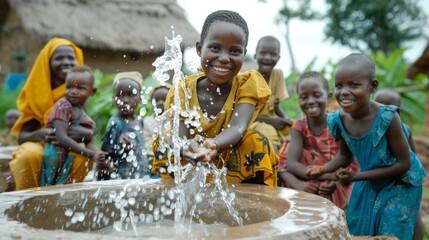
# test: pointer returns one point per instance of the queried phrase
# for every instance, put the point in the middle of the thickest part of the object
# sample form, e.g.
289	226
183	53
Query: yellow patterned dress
254	152
36	100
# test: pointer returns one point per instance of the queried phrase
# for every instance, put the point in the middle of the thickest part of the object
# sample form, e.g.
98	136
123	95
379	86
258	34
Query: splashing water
191	181
195	185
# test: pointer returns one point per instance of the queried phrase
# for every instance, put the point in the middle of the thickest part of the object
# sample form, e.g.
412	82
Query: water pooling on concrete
89	211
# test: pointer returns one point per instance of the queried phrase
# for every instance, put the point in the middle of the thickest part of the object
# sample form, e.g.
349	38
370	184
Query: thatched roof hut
115	35
421	65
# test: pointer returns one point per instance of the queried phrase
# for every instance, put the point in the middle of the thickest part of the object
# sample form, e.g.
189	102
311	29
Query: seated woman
44	86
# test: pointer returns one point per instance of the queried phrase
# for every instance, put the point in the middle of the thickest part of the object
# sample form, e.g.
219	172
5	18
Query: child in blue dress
123	139
390	97
386	194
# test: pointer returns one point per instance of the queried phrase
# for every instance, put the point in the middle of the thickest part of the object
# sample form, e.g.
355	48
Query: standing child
390	97
158	96
123	139
69	110
312	144
227	102
7	138
386	194
272	121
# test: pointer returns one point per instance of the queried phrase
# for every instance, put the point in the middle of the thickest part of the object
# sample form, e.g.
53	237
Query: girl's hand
194	152
308	187
47	135
345	175
79	133
314	171
100	158
211	145
327	188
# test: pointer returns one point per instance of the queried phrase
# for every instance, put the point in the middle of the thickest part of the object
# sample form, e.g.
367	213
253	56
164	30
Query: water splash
191	181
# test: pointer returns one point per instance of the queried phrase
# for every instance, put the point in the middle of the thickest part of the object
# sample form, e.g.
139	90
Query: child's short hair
268	38
224	16
166	86
134	76
82	69
359	60
316	75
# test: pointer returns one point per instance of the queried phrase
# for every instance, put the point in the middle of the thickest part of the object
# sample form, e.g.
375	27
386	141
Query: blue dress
133	164
386	207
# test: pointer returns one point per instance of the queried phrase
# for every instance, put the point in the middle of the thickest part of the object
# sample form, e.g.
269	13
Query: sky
307	38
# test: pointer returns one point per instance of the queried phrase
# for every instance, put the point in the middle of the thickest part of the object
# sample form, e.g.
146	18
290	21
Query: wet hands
79	133
345	175
327	188
48	135
204	153
314	171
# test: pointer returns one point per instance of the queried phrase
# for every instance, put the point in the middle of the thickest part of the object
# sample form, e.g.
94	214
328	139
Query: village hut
115	35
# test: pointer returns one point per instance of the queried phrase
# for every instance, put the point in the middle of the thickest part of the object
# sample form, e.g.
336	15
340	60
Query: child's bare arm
68	143
238	125
343	159
398	145
294	154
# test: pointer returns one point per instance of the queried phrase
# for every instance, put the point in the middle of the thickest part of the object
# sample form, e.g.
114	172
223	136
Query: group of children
357	156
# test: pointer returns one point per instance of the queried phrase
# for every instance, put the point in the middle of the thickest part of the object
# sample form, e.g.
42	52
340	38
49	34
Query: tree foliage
383	25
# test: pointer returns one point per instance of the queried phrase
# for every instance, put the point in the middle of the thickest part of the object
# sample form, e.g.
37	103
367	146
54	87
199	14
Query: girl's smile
222	52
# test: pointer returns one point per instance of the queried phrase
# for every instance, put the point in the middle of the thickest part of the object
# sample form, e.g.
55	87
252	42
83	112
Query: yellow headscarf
135	76
37	98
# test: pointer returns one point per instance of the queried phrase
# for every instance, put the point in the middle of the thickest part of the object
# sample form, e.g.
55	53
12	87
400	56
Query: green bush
8	101
390	72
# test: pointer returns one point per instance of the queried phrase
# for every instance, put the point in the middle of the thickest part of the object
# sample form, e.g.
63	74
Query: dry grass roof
132	25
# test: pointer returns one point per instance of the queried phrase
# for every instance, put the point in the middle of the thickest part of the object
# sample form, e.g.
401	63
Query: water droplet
142	112
132	135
☆ ☆ ☆
TASK OBJECTIVE
Repeat every record precisely. Any picture among them stays out of the copy.

WRITTEN ANSWER
# test: pointer returns one point per instance of the queried phrase
# for every instance, put the point in the middle of the thickest part of the object
# sample form, e.g.
289	226
183	53
Query: yellow patterned dress
254	152
36	100
# test: pointer returns one point per instance of the queried phrase
# for every instance, put the point in the middle of the thickest part of the object
# sample form, e.g.
98	136
123	95
379	86
258	34
Query: splashing water
191	181
195	185
# test: pointer returns one point per instance of the queried phrase
# for every instance, put the point in the middle of the thickest part of the object
# sample form, e.g.
412	82
Query: water pooling on concrete
89	211
# test: pointer returns one point per instance of the queried phrase
# for every instance, put the point in the middle of the thickest part of the object
# sample form, e.g.
349	38
370	184
Query: thatched roof hut
115	35
421	65
# test: pointer returns one point per instance of the queried phrase
# for every instance, put the point in the middle of the thickest part of the object
# sample form, e.g.
189	102
311	29
Query: seated woman
44	86
# test: pointer returns one point per instance of the queried phrase
# for every instance, put the point in the middle of the thickest part of the object
# sample form, e.g.
219	172
5	18
Query: child in blue dress
123	139
390	97
386	194
# test: pointer returns one point per instance of the queried phrase
# for every instance, put the point in the middle of the thickest part of the object
# sample form, e.g.
355	48
Query: standing child
390	97
158	96
123	139
69	110
312	144
227	102
7	138
386	194
272	121
# test: pointer returns one point per instance of the queried phrase
# for every instance, put the point in the middle of the thickest part of the object
# sample form, e.g.
53	237
Query: girl's hand
194	152
308	187
47	135
345	175
79	133
314	171
100	158
211	145
327	188
# test: pointer returns one point per instance of the queried phrase
# for every instance, put the point in the middle of the thickest part of the object
# sample form, e.g.
367	213
253	56
164	30
Query: water splash
191	181
# test: pointer returns one point per instance of the queried phrase
# for every instance, put the point in the middle of the thickest part of the object
# sample form, e.g.
139	90
Query: child's short hair
268	38
224	16
166	86
134	76
82	69
359	60
316	75
# test: pointer returns one point per instance of the queried phrase
# for every instance, put the point in the middle of the thickest part of the object
# sample form, e.g.
375	27
386	141
Query: blue dress
133	164
386	207
# test: pointer returns one point per instance of the queried phrase
# for every instance, put the point in the middle of the thickest part of the object
# sample form, e.g.
269	13
Query: sky
307	38
# test: pointer returns one point per instance of the queried phrase
# for every instance, put the point in the middle of the thickest part of the object
# sample form, e.g.
146	18
290	21
Query: wet hands
79	133
345	175
327	188
48	135
204	153
314	171
# test: pointer returns one point per instance of the queried phrase
# for every instance, put the point in the middle of the thickest part of the object
# sample form, e.g.
94	214
328	139
Query: village hut
115	35
# test: pointer returns one point per instance of the queried phrase
# for every instance, put the point in the middle of the thickest part of the object
# sample form, e.g.
336	15
340	60
Query: child's bare arm
68	143
238	125
343	159
398	145
294	154
# test: pointer returns one point per instance of the queried phrase
# for every instance, put the point in the middle of the thickest part of the object
# sample form, e.g.
114	172
223	136
Query: group of children
357	156
# test: pointer returns one point per instance of the queried phrase
# for every instance, put the point in the middle of the thickest part of the object
# sample form, e.g.
42	52
340	38
49	34
Query: tree foliage
383	25
# test: pointer returns one point per instance of the queried phrase
# for every instance, put the point in the middle of the thickest part of the object
# sample form, e.g.
37	103
367	146
54	87
199	14
Query: girl's smile
222	52
# test: pointer returns one point per instance of the queried phrase
# for every instance, put the point in the middle of the thickest part of the object
# sample form, e.g.
55	87
252	42
83	112
Query: yellow headscarf
135	76
37	98
# test: pointer returns one point per instance of the queried phrase
# for every instance, put the point in the middle of the thickest part of the object
# sample form, e.g.
55	53
12	87
400	56
Query: green bush
8	101
390	72
# test: pointer returns one point per instance of the queried phrase
# for every instance, put the point in the middle of the thickest part of the object
# sample form, e.g.
63	74
Query: dry grass roof
132	25
# test: pointer returns one point per instance of the queried phrase
# for every instance, put the point in the middle of the thickest part of the object
# sample form, e.g.
401	63
Query: water droplet
142	112
132	135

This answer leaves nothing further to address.